+++ Records provided

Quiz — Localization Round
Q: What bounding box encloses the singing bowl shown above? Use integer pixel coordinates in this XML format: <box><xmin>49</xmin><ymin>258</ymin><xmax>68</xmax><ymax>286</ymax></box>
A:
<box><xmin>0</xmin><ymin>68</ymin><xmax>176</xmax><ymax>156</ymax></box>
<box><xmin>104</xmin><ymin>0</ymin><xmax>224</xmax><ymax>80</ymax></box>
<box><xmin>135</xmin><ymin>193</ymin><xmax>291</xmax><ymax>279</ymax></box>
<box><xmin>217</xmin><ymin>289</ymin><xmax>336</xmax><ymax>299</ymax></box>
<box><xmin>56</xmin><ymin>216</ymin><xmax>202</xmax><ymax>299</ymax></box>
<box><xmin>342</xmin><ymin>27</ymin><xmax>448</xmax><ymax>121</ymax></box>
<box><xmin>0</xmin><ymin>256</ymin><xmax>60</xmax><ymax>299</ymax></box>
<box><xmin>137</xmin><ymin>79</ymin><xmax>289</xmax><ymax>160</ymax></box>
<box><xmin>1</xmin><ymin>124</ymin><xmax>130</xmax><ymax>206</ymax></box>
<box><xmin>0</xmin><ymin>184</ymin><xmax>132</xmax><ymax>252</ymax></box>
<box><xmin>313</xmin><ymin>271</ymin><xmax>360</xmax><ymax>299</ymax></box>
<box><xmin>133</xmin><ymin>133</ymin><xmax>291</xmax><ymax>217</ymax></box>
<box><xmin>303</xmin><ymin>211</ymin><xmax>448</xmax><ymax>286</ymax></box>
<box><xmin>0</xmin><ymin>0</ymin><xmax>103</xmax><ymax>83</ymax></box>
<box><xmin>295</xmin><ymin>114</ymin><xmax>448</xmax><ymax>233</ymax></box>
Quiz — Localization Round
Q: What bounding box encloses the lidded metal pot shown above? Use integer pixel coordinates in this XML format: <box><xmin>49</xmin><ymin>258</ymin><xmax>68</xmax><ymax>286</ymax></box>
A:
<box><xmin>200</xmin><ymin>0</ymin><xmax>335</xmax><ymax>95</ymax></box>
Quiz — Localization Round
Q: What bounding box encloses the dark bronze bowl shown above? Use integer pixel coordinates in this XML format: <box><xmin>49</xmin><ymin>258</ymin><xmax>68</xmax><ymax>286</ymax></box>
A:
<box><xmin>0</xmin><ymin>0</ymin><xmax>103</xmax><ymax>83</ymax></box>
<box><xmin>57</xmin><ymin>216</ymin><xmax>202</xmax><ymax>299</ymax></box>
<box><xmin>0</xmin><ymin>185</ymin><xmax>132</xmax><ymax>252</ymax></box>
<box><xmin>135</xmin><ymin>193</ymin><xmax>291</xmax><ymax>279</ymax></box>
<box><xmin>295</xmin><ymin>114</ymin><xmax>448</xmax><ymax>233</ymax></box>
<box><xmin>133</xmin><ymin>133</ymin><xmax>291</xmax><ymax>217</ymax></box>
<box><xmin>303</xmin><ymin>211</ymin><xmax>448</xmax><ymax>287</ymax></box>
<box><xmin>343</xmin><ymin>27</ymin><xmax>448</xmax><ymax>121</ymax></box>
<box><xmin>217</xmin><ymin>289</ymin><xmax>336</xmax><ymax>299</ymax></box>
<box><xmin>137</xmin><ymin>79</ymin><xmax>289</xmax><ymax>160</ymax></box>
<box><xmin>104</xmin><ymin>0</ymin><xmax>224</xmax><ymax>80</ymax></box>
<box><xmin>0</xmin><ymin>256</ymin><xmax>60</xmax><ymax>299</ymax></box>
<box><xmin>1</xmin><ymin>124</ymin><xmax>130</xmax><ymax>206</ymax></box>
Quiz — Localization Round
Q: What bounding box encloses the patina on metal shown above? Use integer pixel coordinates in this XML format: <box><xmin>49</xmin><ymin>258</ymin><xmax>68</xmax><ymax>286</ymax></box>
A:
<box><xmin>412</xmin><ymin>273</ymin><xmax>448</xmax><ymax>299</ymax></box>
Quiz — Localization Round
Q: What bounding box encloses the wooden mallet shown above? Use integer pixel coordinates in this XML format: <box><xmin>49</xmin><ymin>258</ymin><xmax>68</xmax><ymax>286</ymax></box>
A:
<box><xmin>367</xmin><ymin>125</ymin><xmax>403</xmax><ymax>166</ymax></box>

++++++

▶ **Task brief**:
Write down exactly every line of the material above up to and including the line containing "Q: What bounding box encloses the singing".

▶ **Response to this exercise**:
Quiz — Localization Round
Q: What bounding box encloses the singing bowl shown above? Use integer pixel coordinates in this XML format: <box><xmin>49</xmin><ymin>258</ymin><xmax>68</xmax><ymax>286</ymax></box>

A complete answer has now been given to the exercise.